◆ What is asked ◆
Please print the listing below line for line, without changing anything.

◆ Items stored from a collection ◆

━━━━━━━━

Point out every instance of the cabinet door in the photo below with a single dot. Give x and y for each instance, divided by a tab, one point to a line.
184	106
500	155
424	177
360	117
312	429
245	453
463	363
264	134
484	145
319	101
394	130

━━━━━━━━

◆ Worked solution ◆
Point out every instance of the cabinet door in the photo below with a single dot. Give x and y for each instance, divided by a tab, one point to a line.
184	106
500	155
424	177
360	117
312	429
245	453
463	363
264	134
484	145
319	101
394	130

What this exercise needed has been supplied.